A l’ombre de la basilique de la Nativité à Bethléem, renaît un atelier d’artisans nacriers. Du XVIe siècle à aujourd’hui, les franciscains veillent à ce que cet art, passé au rang d’héritage culturel palestinien et bethléemite, perdure. Visite.


Daoud a fini l’école une heure plus tôt. Il arrive au centre. On l’appelle simplement “le centre”. Comme si il lui fallait encore un peu de temps pour mériter le nom que l’on songe à lui donner.

Dans le bruit des machines, son “bonjour” s’accompagne d’un geste timide de la main. Daoud est nouveau. On le découvre impatient. Il vient s’exercer. Après quelques minutes, il tend une première croix à Salim. Ce dernier ne cache pas son contentement. “Ce gamin est doué. Il a ça dans le sang.”
════════════════════
#### Consigne détaillée
Pouvez-vous reprendre l'extrait sur les nacriers de Bethléem entre « A l’ombre de » et « à lui donner. », inclus, en renommant « atelier » en « établissement » ?
════════════════════
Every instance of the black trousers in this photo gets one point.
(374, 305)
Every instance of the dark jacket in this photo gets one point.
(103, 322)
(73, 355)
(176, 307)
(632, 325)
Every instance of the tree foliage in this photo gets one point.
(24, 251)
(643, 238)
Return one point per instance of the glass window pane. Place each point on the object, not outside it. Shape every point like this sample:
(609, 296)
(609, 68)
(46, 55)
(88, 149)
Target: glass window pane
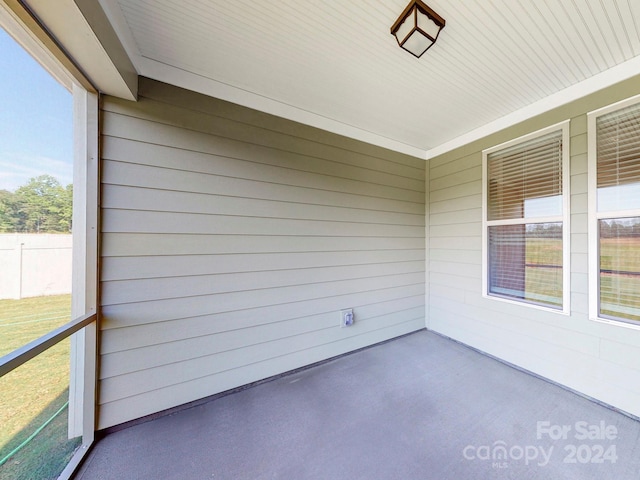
(525, 181)
(618, 152)
(620, 268)
(525, 262)
(34, 440)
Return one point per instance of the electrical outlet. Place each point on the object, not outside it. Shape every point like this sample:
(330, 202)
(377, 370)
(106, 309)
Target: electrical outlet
(346, 318)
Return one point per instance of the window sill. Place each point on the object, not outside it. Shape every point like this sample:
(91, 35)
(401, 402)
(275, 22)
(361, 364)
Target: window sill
(526, 304)
(615, 323)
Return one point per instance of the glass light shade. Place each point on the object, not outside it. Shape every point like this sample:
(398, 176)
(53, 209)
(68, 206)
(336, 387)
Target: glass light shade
(417, 28)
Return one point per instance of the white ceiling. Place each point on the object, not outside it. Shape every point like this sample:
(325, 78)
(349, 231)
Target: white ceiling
(335, 65)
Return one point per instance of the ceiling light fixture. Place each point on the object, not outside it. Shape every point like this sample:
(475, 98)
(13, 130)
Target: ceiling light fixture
(417, 28)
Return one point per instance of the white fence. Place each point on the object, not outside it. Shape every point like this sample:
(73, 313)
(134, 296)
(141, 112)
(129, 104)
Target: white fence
(32, 265)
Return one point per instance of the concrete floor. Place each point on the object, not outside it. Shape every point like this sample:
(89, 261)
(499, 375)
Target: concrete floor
(419, 407)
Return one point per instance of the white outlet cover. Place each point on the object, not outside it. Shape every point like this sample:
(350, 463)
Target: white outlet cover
(346, 318)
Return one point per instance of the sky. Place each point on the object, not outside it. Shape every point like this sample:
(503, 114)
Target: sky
(36, 120)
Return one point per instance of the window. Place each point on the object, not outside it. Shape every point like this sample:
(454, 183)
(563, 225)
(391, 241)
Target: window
(614, 201)
(525, 228)
(43, 439)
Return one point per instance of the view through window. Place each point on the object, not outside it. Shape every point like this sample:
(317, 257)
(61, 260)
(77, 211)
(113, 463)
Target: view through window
(36, 172)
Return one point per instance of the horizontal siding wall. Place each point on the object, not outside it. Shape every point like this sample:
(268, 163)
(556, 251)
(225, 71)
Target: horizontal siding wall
(595, 359)
(232, 239)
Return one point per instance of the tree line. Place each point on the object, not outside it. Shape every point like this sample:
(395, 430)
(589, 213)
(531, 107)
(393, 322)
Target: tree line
(42, 205)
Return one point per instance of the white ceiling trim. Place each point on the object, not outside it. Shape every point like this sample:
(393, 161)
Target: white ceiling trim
(599, 81)
(113, 12)
(207, 86)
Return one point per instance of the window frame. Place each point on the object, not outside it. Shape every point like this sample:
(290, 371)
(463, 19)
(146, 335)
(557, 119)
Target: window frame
(19, 23)
(566, 226)
(595, 216)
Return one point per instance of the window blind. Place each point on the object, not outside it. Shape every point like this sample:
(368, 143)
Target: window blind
(526, 180)
(618, 147)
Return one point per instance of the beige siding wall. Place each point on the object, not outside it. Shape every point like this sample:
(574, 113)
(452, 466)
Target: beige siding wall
(231, 240)
(593, 358)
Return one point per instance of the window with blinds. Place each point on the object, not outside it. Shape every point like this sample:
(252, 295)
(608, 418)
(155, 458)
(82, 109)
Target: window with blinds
(618, 213)
(524, 225)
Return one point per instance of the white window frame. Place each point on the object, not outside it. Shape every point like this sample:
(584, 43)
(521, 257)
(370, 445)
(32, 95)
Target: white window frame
(565, 218)
(594, 215)
(83, 327)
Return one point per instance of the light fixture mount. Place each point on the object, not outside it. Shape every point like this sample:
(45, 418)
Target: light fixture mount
(417, 28)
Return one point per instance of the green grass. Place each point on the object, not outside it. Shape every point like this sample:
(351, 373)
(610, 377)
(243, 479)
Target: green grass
(543, 284)
(32, 393)
(620, 293)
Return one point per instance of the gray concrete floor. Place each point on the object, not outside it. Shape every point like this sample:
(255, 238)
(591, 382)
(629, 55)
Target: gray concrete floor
(419, 407)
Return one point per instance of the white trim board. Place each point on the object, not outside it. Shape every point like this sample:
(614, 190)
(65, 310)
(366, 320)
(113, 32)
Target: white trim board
(213, 88)
(591, 85)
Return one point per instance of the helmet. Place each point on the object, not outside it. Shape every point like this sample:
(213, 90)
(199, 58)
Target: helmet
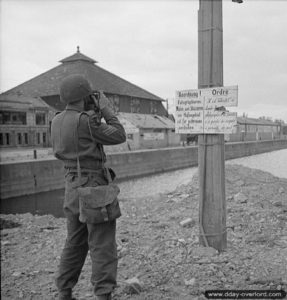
(74, 88)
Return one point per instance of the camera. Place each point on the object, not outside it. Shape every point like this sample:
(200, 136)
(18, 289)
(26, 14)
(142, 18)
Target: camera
(92, 101)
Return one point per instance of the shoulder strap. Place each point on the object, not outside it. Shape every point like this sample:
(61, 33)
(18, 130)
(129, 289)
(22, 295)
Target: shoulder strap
(100, 147)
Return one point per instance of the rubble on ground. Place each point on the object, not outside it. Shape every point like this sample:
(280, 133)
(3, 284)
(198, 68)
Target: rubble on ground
(159, 253)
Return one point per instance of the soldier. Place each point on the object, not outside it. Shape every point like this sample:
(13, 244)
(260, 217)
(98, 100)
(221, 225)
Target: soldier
(77, 132)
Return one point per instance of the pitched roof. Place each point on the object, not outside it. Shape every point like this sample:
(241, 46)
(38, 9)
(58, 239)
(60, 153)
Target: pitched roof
(48, 83)
(148, 121)
(16, 102)
(253, 121)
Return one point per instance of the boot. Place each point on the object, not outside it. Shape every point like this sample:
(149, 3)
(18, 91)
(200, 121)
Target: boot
(66, 295)
(104, 297)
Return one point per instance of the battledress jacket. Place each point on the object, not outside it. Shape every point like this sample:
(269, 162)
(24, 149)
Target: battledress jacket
(66, 141)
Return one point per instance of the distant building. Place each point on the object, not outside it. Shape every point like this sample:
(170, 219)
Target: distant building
(125, 98)
(251, 129)
(25, 121)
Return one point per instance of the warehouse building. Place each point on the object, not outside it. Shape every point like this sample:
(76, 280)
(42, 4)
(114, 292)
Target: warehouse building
(126, 99)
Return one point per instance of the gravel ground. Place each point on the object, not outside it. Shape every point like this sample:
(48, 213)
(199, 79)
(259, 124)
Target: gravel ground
(156, 251)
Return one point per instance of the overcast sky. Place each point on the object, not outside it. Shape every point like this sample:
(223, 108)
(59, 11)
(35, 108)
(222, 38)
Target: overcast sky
(152, 44)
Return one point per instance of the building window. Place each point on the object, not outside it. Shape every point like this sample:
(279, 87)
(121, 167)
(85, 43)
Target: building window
(44, 137)
(135, 105)
(26, 138)
(153, 107)
(7, 138)
(40, 118)
(13, 117)
(19, 138)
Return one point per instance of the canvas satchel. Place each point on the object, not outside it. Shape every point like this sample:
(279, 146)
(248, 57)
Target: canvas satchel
(98, 204)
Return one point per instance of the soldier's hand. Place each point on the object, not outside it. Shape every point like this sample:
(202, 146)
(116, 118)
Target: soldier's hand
(104, 101)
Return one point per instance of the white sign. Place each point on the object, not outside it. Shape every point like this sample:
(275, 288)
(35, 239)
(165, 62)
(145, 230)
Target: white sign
(219, 96)
(153, 136)
(129, 127)
(195, 110)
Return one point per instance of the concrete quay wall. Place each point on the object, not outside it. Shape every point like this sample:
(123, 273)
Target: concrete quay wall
(30, 177)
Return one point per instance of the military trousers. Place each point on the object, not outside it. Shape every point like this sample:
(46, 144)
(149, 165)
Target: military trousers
(98, 239)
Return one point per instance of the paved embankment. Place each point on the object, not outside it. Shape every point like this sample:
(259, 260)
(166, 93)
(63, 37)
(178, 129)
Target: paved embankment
(154, 246)
(34, 176)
════════════════════
#### Réponse attendue
A l’ombre de la basilique de la Nativité à Bethléem, renaît un établissement d’artisans nacriers. Du XVIe siècle à aujourd’hui, les franciscains veillent à ce que cet art, passé au rang d’héritage culturel palestinien et bethléemite, perdure. Visite.


Daoud a fini l’école une heure plus tôt. Il arrive au centre. On l’appelle simplement “le centre”. Comme si il lui fallait encore un peu de temps pour mériter le nom que l’on songe à lui donner.